▸ **Task description**:
Copy everything from the line that contains "Target: green foliage" down to the end of the data below, with no changes.
— Begin Provided records —
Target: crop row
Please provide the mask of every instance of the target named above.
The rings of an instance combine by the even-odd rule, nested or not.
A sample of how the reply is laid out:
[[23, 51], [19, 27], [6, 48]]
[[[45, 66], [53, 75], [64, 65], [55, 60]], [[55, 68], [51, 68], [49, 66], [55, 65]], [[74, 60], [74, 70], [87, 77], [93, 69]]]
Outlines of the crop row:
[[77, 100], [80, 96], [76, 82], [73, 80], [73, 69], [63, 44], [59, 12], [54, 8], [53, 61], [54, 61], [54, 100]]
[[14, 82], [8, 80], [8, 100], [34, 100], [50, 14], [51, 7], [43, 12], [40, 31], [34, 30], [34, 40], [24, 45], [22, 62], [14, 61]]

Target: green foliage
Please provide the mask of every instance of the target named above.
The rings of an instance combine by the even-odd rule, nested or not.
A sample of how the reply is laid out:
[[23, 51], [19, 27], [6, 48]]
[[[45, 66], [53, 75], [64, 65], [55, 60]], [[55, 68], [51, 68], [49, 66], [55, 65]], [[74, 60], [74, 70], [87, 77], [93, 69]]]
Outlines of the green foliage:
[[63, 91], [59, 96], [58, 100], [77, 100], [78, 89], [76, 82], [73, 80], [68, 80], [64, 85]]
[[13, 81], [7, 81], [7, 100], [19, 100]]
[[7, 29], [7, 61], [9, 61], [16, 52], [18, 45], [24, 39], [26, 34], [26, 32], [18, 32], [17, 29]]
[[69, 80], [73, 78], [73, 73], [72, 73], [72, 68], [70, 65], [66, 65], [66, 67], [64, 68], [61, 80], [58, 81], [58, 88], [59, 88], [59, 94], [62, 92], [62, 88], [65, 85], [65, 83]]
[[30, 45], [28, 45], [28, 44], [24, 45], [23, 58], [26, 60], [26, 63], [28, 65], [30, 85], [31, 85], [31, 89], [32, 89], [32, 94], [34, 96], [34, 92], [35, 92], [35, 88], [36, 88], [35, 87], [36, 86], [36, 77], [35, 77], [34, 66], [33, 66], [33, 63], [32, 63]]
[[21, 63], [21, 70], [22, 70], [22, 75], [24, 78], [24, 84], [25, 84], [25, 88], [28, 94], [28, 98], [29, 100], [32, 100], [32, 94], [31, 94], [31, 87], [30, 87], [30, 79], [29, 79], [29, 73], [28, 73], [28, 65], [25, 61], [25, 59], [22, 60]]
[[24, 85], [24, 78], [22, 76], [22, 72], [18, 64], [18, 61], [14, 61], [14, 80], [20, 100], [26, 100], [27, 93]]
— End Provided records —
▸ **Written solution**:
Target: green foliage
Please provide the mask of every instance of the target named above.
The rings of an instance combine by the even-odd rule, nested or not.
A sample of how the reply is laid out:
[[23, 51], [19, 27], [6, 48]]
[[[45, 66], [53, 75], [64, 65], [55, 60]], [[55, 68], [51, 68], [49, 66], [55, 65]], [[74, 60], [74, 70], [87, 77], [93, 69]]]
Outlines of the green foliage:
[[63, 91], [59, 96], [58, 100], [77, 100], [78, 89], [76, 82], [73, 80], [68, 80], [64, 85]]
[[13, 81], [7, 81], [7, 100], [19, 100]]
[[7, 29], [7, 61], [9, 61], [16, 52], [18, 45], [24, 39], [26, 34], [26, 32], [18, 32], [17, 29]]
[[69, 80], [73, 78], [73, 73], [72, 73], [72, 68], [70, 65], [66, 65], [66, 67], [64, 68], [61, 80], [58, 81], [58, 88], [59, 88], [59, 94], [62, 92], [62, 88], [65, 85], [65, 83]]
[[30, 45], [28, 45], [28, 44], [24, 45], [23, 58], [26, 60], [26, 63], [28, 65], [30, 85], [31, 85], [31, 89], [32, 89], [32, 94], [34, 96], [34, 92], [35, 92], [35, 88], [36, 88], [35, 87], [36, 86], [36, 77], [35, 77], [34, 66], [33, 66], [33, 63], [32, 63]]
[[21, 63], [21, 70], [22, 70], [22, 75], [24, 78], [24, 84], [25, 84], [25, 88], [28, 94], [28, 98], [29, 100], [32, 100], [32, 94], [31, 94], [31, 87], [30, 87], [30, 79], [29, 79], [29, 73], [28, 73], [28, 65], [25, 61], [25, 59], [22, 60]]
[[24, 85], [24, 78], [22, 76], [22, 72], [18, 64], [18, 61], [14, 61], [14, 80], [20, 100], [26, 100], [27, 93]]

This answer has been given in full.